* [OBJECTIF ÉNONCÉ A]: Indiquez si chacun des énoncés suivants concorde avec le texte sur les liens entre la Turquie et la Libye, en répondant par oui ou par non et en citant les mots décisifs du texte : (i) Tripoli fut conquise en 1551 par les troupes de Soliman le Magnifique ; (ii) le gouvernement de la Régence de Tripoli fut confié à un sultan ; (iii) la visite d'Erdogan à Tunis avait été annoncée longtemps à l'avance.
* [OBJECTIF ÉNONCÉ B]: Prolongez le texte sur les liens historiques entre la Turquie et la Libye à partir de sa dernière phrase.

* [TEXTE EXTRAIT]:
════════
La visite surprise du président turc Recep Tayyip Erdogan à Tunis n’a pas cessé de faire parler. Outre les réactions consternées de nombreux responsables politiques et autres acteurs de la société civile, c’est la question de l’ambition turque dans la région qui est posée. Et notamment sur la Libye.
En effet, la concrétisation stratégique d’une telle ambition passe par un investissement politique et militaire en Libye. Une perspective qui s’inscrit dans une histoire particulière; mais qui est un peu plus susceptible dans la région.
L’ancrage historique de la relation Turquie – Libye
Ainsi, cette séquence mérite une mise en perspective historique, afin de rappeler les liens qui relient la Turquie à la Libye. Et ainsi souligner la portée symbolique de l’interventionnisme néo-ottoman du président Erdogan.
Car, c’est en 1551 que les troupes du sultan ottoman Soliman le Magnifique conquirent Tripoli. En 1577, toute la Libye fut ottomane. Elle devint la Régence de Tripoli. Le gouvernement de celle-ci fut confié à un Pacha. Il gérait alors une province plus ou moins autonome de l’Empire ottoman. Et dont le territoire correspondait grosso modo à celui de l’actuelle Libye.
════════
* [DONNÉES AFFICHÉES]:

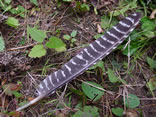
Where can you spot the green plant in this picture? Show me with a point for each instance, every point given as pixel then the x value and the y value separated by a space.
pixel 117 111
pixel 92 91
pixel 2 44
pixel 132 101
pixel 88 111
pixel 39 50
pixel 13 22
pixel 71 37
════════
* [RÉPONSE RÉDIGÉE A]:
(i) Oui : « c’est en 1551 que les troupes du sultan ottoman Soliman le Magnifique conquirent Tripoli ».
(ii) Non : « Le gouvernement de celle-ci fut confié à un Pacha ».
(iii) Non : « La visite surprise du président turc Recep Tayyip Erdogan à Tunis ».

* [RÉPONSE RÉDIGÉE B]:
D’ailleurs, la régence tirait ses revenus du carrefour commercial de Tripoli. La ville portuaire se trouvait au débouché des routes du commerce transsaharien qu’elle connectait au négoce méditerranéen.
En plus du commerce, les Tripolitains étaient la troisième base corsaire musulmane, derrière les régences d’Alger et de Tunis. Les navires commerciaux et militaires européens étaient alors traqués. En général, par les corsaires maghrébins et « libyens », en particulier.
Puis, la Régence de Tripoli gagna encore plus en autonomie sous le règne de la dynastie Karamanli (arrivée au pouvoir en 1711). Mais elle se trouve progressivement affaiblie par des luttes intestines. Alors, face au désordre interne et à la menace extérieure (française en particulier), en 1835, l’empire ottoman repris le contrôle direct de la Régence.
Désormais, la Libye fut gouvernée par des vizirs ottomans, via un wali. Néanmoins, le pouvoir glissa dans les mains du chef suprême de la Confrérie musulmane Senoussi, Mohammed ibn Ali al-Sanusi. A partir du début du XXe siècle, les Ottomans sont confrontés aux velléités de l’impérialisme italien. Après une victoire laborieuse de l’Italie en 1911, c’est la fin de l’emprise ottomane sur la Libye qui prend forme… avant de renaître?
L’ambition stratégique de la Turquie
Car, au lendemain de sa visite surprise en Tunisie, le président turc Recep Tayyip Erdogan annonçait le vote (début janvier) d’une loi autorisant l’envoi de troupes en Libye. Ce qui ouvrirait la voie à la livraison d’armes et à un déploiement militaire sur le territoire libyen.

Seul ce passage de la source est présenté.